» Action item
The lines from the start of the records through the one containing "box: [0, 0, 1187, 229]" are to be restated word for word; please include both ends.

▬▬▬▬▬▬▬▬▬▬

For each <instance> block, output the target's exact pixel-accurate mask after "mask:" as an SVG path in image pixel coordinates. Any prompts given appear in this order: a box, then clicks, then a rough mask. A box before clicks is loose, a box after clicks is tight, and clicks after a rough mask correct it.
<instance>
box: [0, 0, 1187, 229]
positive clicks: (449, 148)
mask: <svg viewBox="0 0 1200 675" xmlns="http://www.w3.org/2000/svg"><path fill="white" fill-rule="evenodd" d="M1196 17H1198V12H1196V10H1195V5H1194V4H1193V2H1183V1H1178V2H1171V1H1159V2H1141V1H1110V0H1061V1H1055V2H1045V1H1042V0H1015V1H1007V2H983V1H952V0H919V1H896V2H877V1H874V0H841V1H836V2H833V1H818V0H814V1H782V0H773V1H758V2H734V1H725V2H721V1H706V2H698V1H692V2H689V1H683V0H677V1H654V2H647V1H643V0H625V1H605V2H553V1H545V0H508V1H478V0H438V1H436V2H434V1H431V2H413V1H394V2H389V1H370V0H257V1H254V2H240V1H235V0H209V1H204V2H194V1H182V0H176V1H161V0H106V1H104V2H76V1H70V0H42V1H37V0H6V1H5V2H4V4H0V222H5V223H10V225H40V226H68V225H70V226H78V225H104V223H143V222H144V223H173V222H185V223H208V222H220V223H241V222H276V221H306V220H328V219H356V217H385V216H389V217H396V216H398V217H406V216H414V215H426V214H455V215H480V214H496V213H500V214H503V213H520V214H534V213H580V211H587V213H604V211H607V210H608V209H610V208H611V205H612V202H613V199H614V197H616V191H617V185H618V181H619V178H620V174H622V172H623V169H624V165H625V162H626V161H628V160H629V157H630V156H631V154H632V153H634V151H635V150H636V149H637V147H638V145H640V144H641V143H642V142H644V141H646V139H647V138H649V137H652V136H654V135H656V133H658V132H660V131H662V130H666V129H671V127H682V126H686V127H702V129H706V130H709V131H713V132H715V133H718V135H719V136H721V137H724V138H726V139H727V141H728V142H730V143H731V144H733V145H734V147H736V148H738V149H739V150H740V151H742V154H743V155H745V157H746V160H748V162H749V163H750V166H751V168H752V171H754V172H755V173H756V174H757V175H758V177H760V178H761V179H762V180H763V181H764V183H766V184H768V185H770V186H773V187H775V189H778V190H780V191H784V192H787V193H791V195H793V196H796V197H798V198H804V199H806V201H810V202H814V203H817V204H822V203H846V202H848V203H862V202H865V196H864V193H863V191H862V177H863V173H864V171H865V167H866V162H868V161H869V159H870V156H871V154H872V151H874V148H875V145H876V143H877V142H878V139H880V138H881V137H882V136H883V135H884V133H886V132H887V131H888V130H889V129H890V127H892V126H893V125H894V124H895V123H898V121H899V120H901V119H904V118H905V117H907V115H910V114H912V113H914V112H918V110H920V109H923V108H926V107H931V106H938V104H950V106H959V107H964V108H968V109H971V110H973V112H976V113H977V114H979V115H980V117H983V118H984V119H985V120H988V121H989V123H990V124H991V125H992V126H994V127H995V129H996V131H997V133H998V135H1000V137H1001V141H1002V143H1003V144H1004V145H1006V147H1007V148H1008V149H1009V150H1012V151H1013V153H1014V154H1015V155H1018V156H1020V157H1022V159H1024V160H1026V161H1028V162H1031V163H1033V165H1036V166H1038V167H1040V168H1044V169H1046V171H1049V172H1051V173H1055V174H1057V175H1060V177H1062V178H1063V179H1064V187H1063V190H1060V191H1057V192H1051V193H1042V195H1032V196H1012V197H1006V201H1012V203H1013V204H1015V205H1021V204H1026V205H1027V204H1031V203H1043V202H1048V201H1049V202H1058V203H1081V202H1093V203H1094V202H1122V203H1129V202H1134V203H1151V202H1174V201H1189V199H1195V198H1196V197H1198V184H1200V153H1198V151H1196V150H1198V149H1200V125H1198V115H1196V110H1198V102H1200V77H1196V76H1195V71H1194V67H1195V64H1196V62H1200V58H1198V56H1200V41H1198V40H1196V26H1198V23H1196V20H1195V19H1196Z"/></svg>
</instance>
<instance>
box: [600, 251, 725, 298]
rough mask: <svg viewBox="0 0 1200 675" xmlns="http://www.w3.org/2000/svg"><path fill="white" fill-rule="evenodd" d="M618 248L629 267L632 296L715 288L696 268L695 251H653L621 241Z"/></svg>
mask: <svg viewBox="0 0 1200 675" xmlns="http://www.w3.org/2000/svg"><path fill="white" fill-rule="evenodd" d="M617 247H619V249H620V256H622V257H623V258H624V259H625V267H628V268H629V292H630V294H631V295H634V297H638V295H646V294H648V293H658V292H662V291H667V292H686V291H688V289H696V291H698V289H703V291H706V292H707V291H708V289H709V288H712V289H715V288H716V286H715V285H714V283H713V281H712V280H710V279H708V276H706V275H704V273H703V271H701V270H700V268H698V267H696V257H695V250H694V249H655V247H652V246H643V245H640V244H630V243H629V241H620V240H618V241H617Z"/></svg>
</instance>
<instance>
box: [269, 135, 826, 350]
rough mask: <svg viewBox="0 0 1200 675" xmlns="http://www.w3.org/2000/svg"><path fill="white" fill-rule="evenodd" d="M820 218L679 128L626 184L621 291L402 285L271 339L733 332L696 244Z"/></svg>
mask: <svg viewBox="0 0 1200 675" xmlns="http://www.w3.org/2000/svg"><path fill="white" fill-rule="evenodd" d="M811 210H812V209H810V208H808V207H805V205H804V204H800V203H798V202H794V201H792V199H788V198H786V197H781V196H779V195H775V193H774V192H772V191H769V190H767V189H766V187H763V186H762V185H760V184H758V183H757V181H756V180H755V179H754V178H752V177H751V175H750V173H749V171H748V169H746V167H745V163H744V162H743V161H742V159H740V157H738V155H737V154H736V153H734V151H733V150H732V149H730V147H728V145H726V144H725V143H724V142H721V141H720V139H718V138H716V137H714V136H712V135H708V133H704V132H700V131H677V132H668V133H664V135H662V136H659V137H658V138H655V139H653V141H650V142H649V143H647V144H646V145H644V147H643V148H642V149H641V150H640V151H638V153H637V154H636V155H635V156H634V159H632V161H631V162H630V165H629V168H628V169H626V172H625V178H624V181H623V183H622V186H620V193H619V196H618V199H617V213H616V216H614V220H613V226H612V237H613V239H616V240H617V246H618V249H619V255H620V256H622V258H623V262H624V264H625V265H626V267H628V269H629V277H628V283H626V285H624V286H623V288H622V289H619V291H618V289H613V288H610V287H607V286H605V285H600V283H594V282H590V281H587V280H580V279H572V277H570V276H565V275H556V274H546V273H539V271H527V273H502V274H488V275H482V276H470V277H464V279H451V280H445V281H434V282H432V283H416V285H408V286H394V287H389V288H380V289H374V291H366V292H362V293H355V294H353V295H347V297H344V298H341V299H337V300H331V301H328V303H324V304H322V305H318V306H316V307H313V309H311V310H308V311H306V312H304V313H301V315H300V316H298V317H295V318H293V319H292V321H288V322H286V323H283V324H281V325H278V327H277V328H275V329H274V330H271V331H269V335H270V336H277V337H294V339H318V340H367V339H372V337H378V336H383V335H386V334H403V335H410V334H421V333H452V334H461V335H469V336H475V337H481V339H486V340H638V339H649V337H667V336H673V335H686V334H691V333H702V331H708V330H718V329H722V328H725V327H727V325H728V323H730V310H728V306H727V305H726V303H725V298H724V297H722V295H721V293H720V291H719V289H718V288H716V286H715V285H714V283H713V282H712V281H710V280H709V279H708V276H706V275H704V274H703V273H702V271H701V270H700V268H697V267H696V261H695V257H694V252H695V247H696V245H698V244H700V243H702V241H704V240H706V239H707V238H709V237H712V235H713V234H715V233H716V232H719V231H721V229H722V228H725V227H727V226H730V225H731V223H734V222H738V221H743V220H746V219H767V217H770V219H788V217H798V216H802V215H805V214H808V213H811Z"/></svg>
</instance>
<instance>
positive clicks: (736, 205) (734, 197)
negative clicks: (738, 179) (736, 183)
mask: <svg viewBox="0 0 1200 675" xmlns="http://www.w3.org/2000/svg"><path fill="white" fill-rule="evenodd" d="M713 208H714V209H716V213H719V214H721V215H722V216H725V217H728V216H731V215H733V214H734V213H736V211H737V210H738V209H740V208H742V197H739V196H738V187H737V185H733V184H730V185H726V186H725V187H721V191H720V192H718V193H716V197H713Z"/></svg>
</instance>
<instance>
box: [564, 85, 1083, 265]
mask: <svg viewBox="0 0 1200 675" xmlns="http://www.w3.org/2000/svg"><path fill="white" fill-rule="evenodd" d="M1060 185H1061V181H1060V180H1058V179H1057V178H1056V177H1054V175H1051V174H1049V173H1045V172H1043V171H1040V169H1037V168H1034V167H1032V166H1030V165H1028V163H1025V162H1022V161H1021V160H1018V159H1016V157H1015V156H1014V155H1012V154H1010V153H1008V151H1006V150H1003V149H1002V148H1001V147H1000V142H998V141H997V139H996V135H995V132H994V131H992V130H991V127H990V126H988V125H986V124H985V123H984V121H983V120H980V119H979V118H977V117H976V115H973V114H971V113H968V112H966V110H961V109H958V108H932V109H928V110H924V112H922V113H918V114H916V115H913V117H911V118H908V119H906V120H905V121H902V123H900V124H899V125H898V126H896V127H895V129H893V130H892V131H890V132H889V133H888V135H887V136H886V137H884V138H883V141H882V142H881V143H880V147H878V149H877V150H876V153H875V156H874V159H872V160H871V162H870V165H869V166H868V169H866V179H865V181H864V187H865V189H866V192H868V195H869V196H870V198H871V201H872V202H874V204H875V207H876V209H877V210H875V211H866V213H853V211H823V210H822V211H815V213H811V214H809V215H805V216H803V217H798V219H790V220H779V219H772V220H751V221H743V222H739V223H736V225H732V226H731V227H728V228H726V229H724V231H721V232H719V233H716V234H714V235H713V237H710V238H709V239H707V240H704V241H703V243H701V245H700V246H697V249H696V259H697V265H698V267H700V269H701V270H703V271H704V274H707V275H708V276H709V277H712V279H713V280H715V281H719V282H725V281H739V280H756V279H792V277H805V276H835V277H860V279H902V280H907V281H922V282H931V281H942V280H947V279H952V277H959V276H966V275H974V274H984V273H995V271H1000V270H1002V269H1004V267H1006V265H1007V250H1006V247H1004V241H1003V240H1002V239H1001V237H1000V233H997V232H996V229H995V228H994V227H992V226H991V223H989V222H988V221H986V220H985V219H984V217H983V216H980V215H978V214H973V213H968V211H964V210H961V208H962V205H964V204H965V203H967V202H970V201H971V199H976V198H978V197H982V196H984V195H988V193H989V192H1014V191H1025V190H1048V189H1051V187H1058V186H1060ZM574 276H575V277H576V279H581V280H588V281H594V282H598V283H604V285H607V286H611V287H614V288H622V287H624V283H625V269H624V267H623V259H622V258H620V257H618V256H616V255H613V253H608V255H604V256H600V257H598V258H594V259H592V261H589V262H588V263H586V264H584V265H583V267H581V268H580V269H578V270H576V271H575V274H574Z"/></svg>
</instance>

▬▬▬▬▬▬▬▬▬▬

» Exercise answer
For each <instance> block, output the target's exact pixel-accurate mask after "mask:" as an SVG path in image pixel coordinates. Any prompts given appear in this order: a box, then clicks, then a rough mask. A box before clicks is loose, a box after clicks is tight, and clicks after a rough mask correct it.
<instance>
box: [0, 0, 1187, 229]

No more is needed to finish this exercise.